▶ _Stored data entries_
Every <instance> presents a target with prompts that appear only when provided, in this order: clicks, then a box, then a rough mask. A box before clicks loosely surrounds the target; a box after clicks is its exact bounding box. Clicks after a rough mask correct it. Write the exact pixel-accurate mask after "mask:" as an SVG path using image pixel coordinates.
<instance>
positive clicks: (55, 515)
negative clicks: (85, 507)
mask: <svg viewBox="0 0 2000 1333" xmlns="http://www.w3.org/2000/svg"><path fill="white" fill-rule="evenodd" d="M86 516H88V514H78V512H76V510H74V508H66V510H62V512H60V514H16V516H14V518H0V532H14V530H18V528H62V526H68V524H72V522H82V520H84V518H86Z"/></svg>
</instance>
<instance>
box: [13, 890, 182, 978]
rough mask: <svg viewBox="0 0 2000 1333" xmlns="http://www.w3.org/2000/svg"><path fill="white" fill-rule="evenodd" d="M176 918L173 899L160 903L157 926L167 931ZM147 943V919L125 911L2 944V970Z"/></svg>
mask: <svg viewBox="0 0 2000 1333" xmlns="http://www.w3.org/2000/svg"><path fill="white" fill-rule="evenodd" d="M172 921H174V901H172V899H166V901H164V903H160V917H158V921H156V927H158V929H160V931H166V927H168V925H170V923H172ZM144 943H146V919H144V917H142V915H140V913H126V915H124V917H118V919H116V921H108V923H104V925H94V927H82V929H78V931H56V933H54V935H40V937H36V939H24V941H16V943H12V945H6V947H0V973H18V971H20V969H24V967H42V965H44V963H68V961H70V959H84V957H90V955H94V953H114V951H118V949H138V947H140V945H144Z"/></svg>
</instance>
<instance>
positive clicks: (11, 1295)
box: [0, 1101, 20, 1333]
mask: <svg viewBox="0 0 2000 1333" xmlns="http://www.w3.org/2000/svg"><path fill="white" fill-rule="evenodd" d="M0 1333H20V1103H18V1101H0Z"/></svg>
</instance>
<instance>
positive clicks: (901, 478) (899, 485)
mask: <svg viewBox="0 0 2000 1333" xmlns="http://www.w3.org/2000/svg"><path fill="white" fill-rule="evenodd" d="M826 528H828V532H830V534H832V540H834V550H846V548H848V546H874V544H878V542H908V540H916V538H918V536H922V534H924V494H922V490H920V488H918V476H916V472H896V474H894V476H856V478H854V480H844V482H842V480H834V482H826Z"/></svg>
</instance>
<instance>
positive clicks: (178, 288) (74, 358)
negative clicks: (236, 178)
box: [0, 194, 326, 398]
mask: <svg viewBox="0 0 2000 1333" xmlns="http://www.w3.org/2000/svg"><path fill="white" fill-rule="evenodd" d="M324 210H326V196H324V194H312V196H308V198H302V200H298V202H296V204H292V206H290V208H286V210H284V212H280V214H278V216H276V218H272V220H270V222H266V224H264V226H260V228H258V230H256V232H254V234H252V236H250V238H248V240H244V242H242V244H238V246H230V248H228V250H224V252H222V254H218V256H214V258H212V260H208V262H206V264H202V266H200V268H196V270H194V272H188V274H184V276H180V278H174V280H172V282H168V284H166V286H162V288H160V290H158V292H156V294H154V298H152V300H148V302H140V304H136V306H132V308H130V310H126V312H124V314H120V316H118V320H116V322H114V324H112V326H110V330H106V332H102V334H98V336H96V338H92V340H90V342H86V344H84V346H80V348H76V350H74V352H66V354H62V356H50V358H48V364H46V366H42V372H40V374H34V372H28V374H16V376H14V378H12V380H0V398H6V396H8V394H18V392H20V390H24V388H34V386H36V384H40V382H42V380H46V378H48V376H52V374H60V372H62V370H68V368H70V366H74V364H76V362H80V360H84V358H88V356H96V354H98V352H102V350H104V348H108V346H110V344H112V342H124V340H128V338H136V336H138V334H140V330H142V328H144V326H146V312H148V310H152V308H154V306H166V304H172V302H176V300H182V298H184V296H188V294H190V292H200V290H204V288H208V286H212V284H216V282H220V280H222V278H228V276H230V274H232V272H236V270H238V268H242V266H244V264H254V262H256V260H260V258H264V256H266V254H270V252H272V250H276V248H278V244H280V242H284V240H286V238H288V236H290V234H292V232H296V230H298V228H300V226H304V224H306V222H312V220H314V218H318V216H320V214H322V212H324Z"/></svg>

▶ _What you need to do_
The records above must each be restated exactly as they stand.

▶ _Response to this task_
Every <instance> presents a target with prompts that appear only when provided, in this order: clicks, then a box, then a rough mask. A box before clicks loosely surrounds the target; a box after clicks is its exact bounding box. Clicks after a rough mask correct it. Write the exact pixel-accurate mask after "mask:" as an SVG path using image pixel coordinates.
<instance>
positive clicks: (55, 515)
negative clicks: (85, 507)
mask: <svg viewBox="0 0 2000 1333" xmlns="http://www.w3.org/2000/svg"><path fill="white" fill-rule="evenodd" d="M86 516H88V514H78V512H76V510H74V508H66V510H62V512H60V514H16V516H14V518H0V532H14V530H18V528H62V526H68V524H72V522H82V520H84V518H86Z"/></svg>
</instance>
<instance>
box: [13, 890, 182, 978]
rough mask: <svg viewBox="0 0 2000 1333" xmlns="http://www.w3.org/2000/svg"><path fill="white" fill-rule="evenodd" d="M176 918L173 899L160 903L157 926L167 931ZM147 943V919L125 911L2 944V970Z"/></svg>
mask: <svg viewBox="0 0 2000 1333" xmlns="http://www.w3.org/2000/svg"><path fill="white" fill-rule="evenodd" d="M172 921H174V901H172V899H166V901H164V903H160V917H158V921H156V927H158V929H160V931H166V927H168V925H170V923H172ZM144 943H146V919H144V917H142V915H140V913H126V915H124V917H118V919H116V921H108V923H104V925H94V927H82V929H78V931H56V933H54V935H40V937H36V939H24V941H16V943H12V945H6V947H0V973H18V971H20V969H24V967H42V965H44V963H68V961H70V959H84V957H90V955H94V953H114V951H118V949H138V947H140V945H144Z"/></svg>
</instance>
<instance>
positive clicks: (11, 1295)
box: [0, 1101, 20, 1333]
mask: <svg viewBox="0 0 2000 1333" xmlns="http://www.w3.org/2000/svg"><path fill="white" fill-rule="evenodd" d="M0 1333H20V1103H18V1101H0Z"/></svg>
</instance>
<instance>
positive clicks: (901, 478) (899, 485)
mask: <svg viewBox="0 0 2000 1333" xmlns="http://www.w3.org/2000/svg"><path fill="white" fill-rule="evenodd" d="M826 528H828V532H830V534H832V540H834V550H846V548H848V546H874V544H878V542H908V540H916V538H918V536H922V534H924V494H922V490H920V488H918V476H916V472H896V474H894V476H856V478H854V480H844V482H842V480H834V482H826Z"/></svg>
</instance>
<instance>
positive clicks: (178, 288) (74, 358)
negative clicks: (236, 178)
box: [0, 194, 326, 398]
mask: <svg viewBox="0 0 2000 1333" xmlns="http://www.w3.org/2000/svg"><path fill="white" fill-rule="evenodd" d="M324 210H326V196H324V194H312V196H308V198H302V200H298V202H296V204H292V206H290V208H286V210H284V212H280V214H278V216H276V218H272V220H270V222H266V224H264V226H260V228H258V230H256V232H254V234H252V236H250V238H248V240H244V242H242V244H238V246H230V248H228V250H224V252H222V254H218V256H214V258H212V260H208V262H206V264H202V266H200V268H196V270H194V272H188V274H184V276H180V278H174V280H172V282H168V284H166V286H162V288H160V290H158V292H156V294H154V298H152V300H148V302H140V304H136V306H132V308H130V310H126V312H124V314H120V316H118V320H116V322H114V324H112V326H110V330H106V332H102V334H98V336H96V338H92V340H90V342H86V344H84V346H80V348H76V350H74V352H66V354H62V356H50V358H48V364H46V366H42V372H40V374H34V372H28V374H16V376H14V378H12V380H0V398H6V396H8V394H18V392H20V390H24V388H34V386H36V384H40V382H42V380H46V378H48V376H52V374H60V372H62V370H68V368H70V366H74V364H76V362H80V360H84V358H88V356H96V354H98V352H102V350H104V348H108V346H110V344H112V342H124V340H128V338H136V336H138V334H140V330H142V328H144V326H146V312H148V310H152V308H154V306H166V304H172V302H176V300H182V298H184V296H188V294H190V292H200V290H204V288H208V286H212V284H216V282H220V280H222V278H228V276H230V274H232V272H236V270H238V268H242V266H244V264H254V262H256V260H260V258H264V256H266V254H270V252H272V250H276V248H278V244H280V242H284V240H286V238H288V236H290V234H292V232H296V230H298V228H300V226H304V224H306V222H312V220H314V218H318V216H320V214H322V212H324Z"/></svg>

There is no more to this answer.